* [Extrait du texte]
Les ressources individuelles et les facteurs de risque médicaux ne sont pas les seuls éléments à influencer la résilience d’une personne. Les structures sociales et les facteurs propres à des groupes, tels que la pauvreté, la famille ou la migration, jouent également un rôle. Plusieurs études de longue durée ont été réalisées sur le sujet, en particulier dans les années 1970. Emmy Werner et Ruth Smith ont été les pionnières en la matière, avec leur étude Kauai, dans laquelle elles ont suivi près de 700 personnes dès leur naissance, de 1955 à 1995. L’une de leurs principales conclusions : le fait d’avoir pu compter sur une personne de confiance dans la petite enfance augmente les chances de s’en sortir par la suite.

[Données d'ancrage de points sur image]

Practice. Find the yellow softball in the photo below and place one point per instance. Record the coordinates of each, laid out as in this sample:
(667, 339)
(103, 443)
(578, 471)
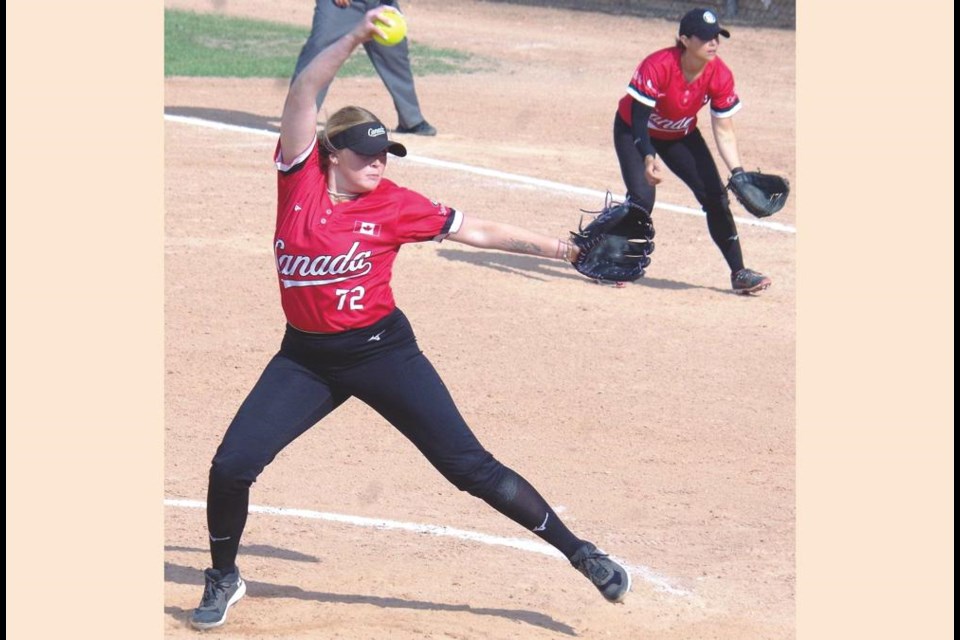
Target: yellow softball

* [Consignes]
• A. Répondez brièvement aux questions suivantes d'après l'extrait sur la résilience :
(i) Quels exemples de structures sociales et de facteurs propres à des groupes sont cités ?
(ii) Combien de personnes l'étude Kauai a-t-elle suivies dès leur naissance ?
(iii) Sur quelle période s'est déroulé ce suivi ?
• B. Recopiez le passage de l'extrait sur la résilience commençant par « Les ressources individuelles » et allant jusqu'à « par la suite. ».
• C. Énumérez tous les exemples de structures sociales et de facteurs propres à des groupes que cite l'extrait sur la résilience.

* [Réponses]
• A.
(i) La pauvreté, la famille et la migration.
(ii) Près de 700 personnes.
(iii) De 1955 à 1995.

• B.
Les ressources individuelles et les facteurs de risque médicaux ne sont pas les seuls éléments à influencer la résilience d’une personne. Les structures sociales et les facteurs propres à des groupes, tels que la pauvreté, la famille ou la migration, jouent également un rôle. Plusieurs études de longue durée ont été réalisées sur le sujet, en particulier dans les années 1970. Emmy Werner et Ruth Smith ont été les pionnières en la matière, avec leur étude Kauai, dans laquelle elles ont suivi près de 700 personnes dès leur naissance, de 1955 à 1995. L’une de leurs principales conclusions : le fait d’avoir pu compter sur une personne de confiance dans la petite enfance augmente les chances de s’en sortir par la suite.

• C.
- la pauvreté
- la famille
- la migration